# Work instructions
1. Reproduce word for word the passage of the tribunal article that begins with "After she was" and ends with "an online service.".
2. Carry on the news article about Helen Webberley's misconduct hearing, picking up after its final sentence.

# Text excerpt

___

A GP who was suspended for running an unlicensed transgender clinic for children is facing allegations of misconduct at a medical tribunal hearing.
The Medical Practitioners Tribunal Service (MPTS) must decide – based on charges brought against Helen Webberley by the General Medical Council (GMC) – whether the disgraced doctor is fit for medical practice.
After she was suspended by the GMC in 2018, Webberley moved her puberty-blocking drugs business to Spain. Now owned by a Hong Kong company, GenderGP is bypassing regulatory safeguards to issue prescriptions to children in the UK via an online service.
Inappropriate treatment
Webberley faces 29 charges, including failure to “provide good clinical care to three patients, and that in September 2016 she prescribed inappropriately to two patients”.
All three patients, who were aged 11, 12 and 17 at the time, were prescribed testosterone by Webberley. One of them also received puberty blockers.
According to the Daily Mail, Webberley is accused of failing to follow guidelines set out by the World Professional Association for Transgender Health and the Endocrine Society in relation to all three child patients.
Children at risk
Representing the GMC, Simon Jackson QC said: “Dr Webberley compromised the patients’ safety and treatment outcome and put them at risk.”
The QC also said: “One of the issues for the tribunal to consider is not whether or not Dr Webberley regards herself as a gender specialist, but whether there are others who would regard her as having that necessary standard of expertise and training.”

___

# Given entries
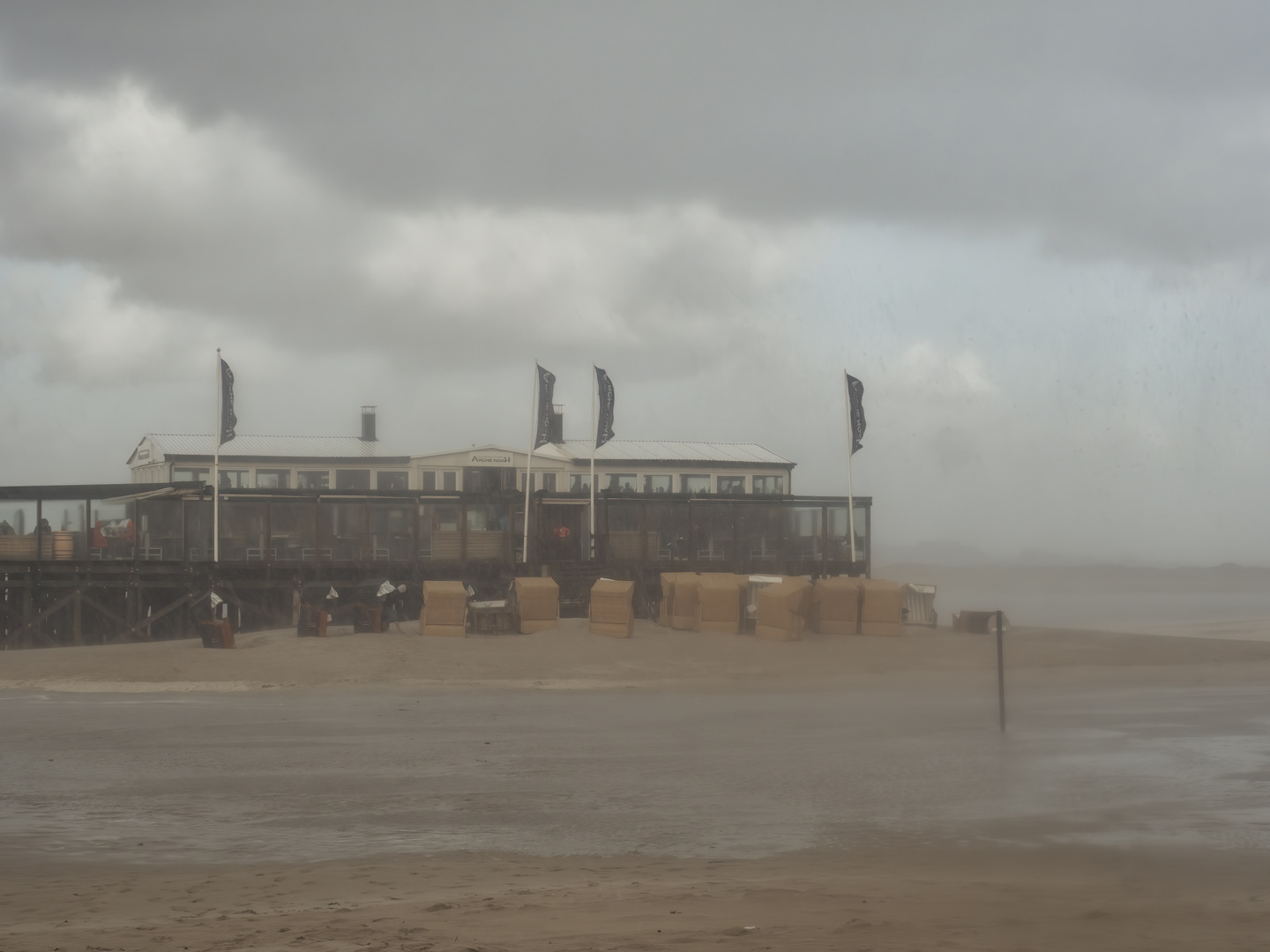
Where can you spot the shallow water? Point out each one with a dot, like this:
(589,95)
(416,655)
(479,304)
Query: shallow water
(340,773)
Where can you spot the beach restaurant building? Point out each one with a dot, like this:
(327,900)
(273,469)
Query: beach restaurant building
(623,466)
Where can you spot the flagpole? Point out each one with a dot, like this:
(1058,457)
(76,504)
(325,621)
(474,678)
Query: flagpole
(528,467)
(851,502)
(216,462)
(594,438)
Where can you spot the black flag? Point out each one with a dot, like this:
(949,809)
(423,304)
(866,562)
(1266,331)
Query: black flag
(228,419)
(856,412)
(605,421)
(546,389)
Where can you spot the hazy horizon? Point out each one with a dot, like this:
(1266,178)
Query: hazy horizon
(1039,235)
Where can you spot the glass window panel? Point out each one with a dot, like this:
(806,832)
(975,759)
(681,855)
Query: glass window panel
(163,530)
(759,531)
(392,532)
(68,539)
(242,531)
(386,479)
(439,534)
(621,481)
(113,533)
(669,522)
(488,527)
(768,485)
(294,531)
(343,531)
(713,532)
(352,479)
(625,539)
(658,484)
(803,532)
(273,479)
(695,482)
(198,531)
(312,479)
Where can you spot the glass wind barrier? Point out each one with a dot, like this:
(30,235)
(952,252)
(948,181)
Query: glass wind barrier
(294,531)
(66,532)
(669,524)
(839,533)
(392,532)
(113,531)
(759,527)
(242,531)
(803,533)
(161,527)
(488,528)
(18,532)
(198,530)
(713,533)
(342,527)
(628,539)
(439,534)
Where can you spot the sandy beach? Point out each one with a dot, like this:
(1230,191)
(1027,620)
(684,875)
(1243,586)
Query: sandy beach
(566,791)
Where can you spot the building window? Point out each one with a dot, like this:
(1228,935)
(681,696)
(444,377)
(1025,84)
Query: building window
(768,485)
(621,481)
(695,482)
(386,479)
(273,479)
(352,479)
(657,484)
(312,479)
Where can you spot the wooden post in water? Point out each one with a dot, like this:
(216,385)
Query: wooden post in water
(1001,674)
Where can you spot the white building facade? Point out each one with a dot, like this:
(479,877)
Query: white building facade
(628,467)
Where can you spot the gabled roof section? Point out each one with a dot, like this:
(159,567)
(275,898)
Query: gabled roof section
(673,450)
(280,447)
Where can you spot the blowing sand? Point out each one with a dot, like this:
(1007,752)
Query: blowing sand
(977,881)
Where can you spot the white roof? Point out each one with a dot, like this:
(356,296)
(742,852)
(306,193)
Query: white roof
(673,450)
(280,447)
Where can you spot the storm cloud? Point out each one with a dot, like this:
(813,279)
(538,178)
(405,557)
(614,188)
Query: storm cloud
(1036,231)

___

# Written answers
1.
After she was suspended by the GMC in 2018, Webberley moved her puberty-blocking drugs business to Spain. Now owned by a Hong Kong company, GenderGP is bypassing regulatory safeguards to issue prescriptions to children in the UK via an online service.

2.
The founder of GenderGP denies most of the charges being examined by the MPTS hearing, which is expected to last until October.
High Court ignored
In December, the High Court said that it was “highly unlikely” children 13 and under could ever genuinely consent to hormone blockers, and “very doubtful” 14 and 15-year-olds could do so.
Three senior judges ruled that children need to understand “the immediate and long-term consequences of the treatment, the limited evidence available as to its efficacy or purpose, the fact that the vast majority of patients proceed to the use of cross-sex hormones, and its potential life changing consequences for a child.”
Despite the High Court ruling, GenderGP told The Daily Telegraph in February that it had prescribed ‘sex swap’ hormones to children as young as twelve, and puberty blockers to children as young as ten.